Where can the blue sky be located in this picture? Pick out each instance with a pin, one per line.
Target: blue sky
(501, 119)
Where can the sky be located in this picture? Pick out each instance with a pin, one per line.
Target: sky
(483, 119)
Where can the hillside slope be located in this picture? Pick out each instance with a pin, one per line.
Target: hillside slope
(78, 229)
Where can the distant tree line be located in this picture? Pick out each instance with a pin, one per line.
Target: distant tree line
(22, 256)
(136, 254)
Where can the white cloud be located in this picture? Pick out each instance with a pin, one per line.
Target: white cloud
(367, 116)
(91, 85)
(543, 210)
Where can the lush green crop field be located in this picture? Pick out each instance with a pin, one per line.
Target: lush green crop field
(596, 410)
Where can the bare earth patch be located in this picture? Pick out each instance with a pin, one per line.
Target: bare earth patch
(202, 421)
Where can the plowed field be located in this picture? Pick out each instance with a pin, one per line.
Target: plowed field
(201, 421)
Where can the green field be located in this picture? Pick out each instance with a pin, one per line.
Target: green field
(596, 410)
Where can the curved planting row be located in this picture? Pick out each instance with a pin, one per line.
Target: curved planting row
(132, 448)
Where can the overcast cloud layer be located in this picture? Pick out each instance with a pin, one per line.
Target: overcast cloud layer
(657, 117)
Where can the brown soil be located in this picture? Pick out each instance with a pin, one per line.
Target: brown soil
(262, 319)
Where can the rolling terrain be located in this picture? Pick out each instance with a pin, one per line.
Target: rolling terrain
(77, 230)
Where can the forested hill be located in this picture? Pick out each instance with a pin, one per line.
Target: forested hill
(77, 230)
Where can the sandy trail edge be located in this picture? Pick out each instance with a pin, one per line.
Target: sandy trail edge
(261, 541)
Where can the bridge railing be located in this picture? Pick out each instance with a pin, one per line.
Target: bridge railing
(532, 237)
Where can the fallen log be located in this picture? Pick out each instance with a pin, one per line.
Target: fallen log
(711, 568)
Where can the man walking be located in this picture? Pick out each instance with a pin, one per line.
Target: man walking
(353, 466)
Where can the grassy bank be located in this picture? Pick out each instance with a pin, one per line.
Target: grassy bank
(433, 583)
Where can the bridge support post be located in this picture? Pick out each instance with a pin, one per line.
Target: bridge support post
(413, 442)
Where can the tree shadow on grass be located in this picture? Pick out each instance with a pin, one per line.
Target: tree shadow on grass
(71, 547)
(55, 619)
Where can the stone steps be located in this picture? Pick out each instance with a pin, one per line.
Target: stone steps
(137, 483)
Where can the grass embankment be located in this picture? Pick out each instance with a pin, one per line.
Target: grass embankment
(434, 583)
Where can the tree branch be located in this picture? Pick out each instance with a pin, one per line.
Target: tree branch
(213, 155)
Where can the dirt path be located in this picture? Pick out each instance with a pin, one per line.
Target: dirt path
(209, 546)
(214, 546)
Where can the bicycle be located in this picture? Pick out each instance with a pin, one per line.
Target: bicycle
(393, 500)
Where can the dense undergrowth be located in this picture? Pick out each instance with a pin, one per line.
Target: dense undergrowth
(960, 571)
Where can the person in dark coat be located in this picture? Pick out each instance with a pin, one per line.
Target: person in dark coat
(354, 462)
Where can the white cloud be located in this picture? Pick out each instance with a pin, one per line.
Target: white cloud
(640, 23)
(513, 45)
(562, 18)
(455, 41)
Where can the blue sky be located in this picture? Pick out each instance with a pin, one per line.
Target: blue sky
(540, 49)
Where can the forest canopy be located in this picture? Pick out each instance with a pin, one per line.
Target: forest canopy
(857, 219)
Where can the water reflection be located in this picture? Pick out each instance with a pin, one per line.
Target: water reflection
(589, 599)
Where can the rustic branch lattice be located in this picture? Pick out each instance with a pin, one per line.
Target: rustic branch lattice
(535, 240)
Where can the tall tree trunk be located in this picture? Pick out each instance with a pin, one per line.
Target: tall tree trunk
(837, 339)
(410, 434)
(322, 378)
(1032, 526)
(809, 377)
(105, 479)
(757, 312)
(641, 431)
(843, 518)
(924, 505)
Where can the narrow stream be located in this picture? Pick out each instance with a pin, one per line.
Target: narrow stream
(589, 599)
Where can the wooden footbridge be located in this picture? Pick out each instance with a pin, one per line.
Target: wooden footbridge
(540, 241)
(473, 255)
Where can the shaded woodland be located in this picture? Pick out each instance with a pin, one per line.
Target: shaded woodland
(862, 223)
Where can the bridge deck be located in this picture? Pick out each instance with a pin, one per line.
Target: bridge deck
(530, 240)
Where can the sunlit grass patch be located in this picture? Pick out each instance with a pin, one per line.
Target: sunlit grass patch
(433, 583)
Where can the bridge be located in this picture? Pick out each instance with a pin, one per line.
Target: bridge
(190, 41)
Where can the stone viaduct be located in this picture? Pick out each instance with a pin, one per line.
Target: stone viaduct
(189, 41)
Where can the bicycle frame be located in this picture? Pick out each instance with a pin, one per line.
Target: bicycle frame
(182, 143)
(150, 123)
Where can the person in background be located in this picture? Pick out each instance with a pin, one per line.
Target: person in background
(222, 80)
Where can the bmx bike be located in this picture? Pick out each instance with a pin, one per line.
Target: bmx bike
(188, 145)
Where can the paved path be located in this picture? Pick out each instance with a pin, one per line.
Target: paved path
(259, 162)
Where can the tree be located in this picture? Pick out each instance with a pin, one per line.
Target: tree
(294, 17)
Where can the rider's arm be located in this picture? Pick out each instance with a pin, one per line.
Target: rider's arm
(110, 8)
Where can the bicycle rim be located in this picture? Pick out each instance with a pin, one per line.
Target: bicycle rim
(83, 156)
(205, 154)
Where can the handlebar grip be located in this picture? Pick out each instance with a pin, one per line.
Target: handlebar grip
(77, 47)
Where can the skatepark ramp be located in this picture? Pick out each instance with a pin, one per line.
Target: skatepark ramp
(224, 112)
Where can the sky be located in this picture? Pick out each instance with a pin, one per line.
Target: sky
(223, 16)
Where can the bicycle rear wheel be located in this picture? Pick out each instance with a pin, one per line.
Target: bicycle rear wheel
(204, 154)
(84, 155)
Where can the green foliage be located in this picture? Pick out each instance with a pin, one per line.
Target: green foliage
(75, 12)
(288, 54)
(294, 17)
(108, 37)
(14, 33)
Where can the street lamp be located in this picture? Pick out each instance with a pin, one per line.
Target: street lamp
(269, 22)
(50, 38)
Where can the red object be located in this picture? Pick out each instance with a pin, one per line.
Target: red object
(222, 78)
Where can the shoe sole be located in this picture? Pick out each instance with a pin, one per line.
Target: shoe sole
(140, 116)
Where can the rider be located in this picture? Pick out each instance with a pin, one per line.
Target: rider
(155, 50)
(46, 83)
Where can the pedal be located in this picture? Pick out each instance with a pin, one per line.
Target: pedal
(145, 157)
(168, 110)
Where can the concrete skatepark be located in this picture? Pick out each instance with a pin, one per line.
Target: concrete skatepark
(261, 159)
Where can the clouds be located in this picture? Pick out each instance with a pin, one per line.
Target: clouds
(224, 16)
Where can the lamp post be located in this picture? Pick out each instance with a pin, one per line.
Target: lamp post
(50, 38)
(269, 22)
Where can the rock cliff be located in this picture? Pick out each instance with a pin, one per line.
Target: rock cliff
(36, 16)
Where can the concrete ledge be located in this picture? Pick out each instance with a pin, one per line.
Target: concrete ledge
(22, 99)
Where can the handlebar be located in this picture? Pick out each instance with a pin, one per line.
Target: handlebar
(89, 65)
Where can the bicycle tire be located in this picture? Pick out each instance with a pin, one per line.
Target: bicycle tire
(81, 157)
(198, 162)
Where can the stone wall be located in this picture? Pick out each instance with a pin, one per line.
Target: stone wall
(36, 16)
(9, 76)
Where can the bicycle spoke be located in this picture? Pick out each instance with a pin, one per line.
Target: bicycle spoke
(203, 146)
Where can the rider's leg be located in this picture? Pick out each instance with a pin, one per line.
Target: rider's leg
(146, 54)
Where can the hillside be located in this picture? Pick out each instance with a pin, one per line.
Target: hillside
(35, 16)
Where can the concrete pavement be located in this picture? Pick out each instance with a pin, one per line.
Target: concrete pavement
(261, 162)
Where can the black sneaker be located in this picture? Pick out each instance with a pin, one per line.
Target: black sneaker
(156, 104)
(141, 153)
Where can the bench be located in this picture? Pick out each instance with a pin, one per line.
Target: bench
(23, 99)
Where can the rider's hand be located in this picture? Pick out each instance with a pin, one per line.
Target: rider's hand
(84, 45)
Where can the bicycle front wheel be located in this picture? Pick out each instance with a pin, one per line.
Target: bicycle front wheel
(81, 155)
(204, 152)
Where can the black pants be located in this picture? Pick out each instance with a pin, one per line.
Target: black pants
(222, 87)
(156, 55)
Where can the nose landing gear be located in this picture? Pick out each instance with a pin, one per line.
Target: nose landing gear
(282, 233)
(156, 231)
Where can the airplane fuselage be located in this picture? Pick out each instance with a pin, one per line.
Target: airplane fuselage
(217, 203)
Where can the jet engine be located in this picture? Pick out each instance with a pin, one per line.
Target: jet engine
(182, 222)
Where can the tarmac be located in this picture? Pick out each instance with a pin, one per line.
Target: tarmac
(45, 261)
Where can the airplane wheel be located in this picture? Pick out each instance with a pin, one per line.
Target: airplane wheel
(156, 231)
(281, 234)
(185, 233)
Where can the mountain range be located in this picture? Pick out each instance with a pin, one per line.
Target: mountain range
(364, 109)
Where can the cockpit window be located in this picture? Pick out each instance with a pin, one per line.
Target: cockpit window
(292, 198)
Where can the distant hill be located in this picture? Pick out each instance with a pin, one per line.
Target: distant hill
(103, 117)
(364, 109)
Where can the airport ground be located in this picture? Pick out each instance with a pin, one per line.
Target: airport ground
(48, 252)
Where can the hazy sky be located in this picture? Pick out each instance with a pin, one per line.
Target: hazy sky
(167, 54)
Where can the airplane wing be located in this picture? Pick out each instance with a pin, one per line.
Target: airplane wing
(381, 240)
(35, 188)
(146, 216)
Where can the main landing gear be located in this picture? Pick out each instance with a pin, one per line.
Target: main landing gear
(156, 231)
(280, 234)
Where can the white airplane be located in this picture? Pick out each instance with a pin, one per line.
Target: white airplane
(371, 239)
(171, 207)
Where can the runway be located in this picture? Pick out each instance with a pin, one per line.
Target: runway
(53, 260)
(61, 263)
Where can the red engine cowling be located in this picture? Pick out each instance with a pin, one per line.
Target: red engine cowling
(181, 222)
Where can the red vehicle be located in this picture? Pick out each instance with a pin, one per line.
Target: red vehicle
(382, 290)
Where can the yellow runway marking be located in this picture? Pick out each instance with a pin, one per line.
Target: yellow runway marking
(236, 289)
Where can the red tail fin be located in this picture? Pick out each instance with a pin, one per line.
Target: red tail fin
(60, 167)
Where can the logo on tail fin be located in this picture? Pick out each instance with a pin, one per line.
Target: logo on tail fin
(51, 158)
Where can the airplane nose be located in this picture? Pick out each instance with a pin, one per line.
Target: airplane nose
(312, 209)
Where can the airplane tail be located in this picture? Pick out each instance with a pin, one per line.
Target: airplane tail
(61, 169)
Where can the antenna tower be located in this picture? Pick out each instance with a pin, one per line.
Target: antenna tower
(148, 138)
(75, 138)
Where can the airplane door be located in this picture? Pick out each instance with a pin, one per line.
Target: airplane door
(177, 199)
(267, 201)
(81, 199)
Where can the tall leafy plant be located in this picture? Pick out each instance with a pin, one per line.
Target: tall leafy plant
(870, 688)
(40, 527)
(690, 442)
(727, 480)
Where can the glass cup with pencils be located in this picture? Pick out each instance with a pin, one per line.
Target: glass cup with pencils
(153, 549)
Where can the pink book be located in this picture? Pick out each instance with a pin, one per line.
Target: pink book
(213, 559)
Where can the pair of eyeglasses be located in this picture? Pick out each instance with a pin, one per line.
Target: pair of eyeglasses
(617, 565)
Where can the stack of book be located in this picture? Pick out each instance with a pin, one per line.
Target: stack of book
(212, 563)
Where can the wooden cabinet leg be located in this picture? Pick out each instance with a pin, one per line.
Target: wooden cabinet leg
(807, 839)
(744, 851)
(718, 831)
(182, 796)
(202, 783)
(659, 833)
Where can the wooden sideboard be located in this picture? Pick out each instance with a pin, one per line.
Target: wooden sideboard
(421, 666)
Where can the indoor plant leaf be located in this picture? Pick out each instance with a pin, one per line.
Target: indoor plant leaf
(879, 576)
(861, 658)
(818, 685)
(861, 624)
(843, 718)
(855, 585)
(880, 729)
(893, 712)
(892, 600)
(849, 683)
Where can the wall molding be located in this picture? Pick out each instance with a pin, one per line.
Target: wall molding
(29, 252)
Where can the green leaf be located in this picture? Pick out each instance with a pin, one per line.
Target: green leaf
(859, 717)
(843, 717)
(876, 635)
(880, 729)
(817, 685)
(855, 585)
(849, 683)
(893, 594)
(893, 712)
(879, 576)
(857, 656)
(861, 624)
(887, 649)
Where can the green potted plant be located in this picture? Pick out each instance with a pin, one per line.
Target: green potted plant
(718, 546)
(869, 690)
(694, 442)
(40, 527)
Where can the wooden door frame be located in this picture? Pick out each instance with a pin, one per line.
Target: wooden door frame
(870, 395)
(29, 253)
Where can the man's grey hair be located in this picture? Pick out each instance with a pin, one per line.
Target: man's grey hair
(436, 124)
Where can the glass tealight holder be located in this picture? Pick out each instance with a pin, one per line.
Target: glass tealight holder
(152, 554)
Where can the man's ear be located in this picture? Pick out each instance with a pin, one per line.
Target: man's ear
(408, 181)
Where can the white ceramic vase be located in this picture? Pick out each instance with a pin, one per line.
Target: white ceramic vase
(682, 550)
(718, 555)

Instructions to follow: Would you please copy, word for word, everything above from the line containing "Where can the bicycle tire" down to the line containing "Where can the black sneaker", those two lines included?

Result of this task:
Where can the bicycle tire be located in this picture? Pick out each instance with a pin, one per line.
Target: bicycle tire
(81, 157)
(198, 162)
Where can the stone wall be located in this picture? Pick out each instance with a pin, one per line.
Target: stone wall
(36, 16)
(9, 76)
Where can the bicycle spoke be located in this picture? Pick out each instance with a pin, one per line.
Target: bicycle spoke
(203, 146)
Where can the rider's leg be located in this picture? Pick out each instance with a pin, one per line.
Target: rider's leg
(146, 54)
Where can the hillside be located in this picture? Pick out each instance with a pin, one per line.
Target: hillside
(35, 16)
Where can the concrete pavement be located in this picture? Pick out each instance with a pin, one per line.
Target: concrete pavement
(261, 162)
Where can the black sneaker be located in this picture? Pick out each instance with a pin, one per line.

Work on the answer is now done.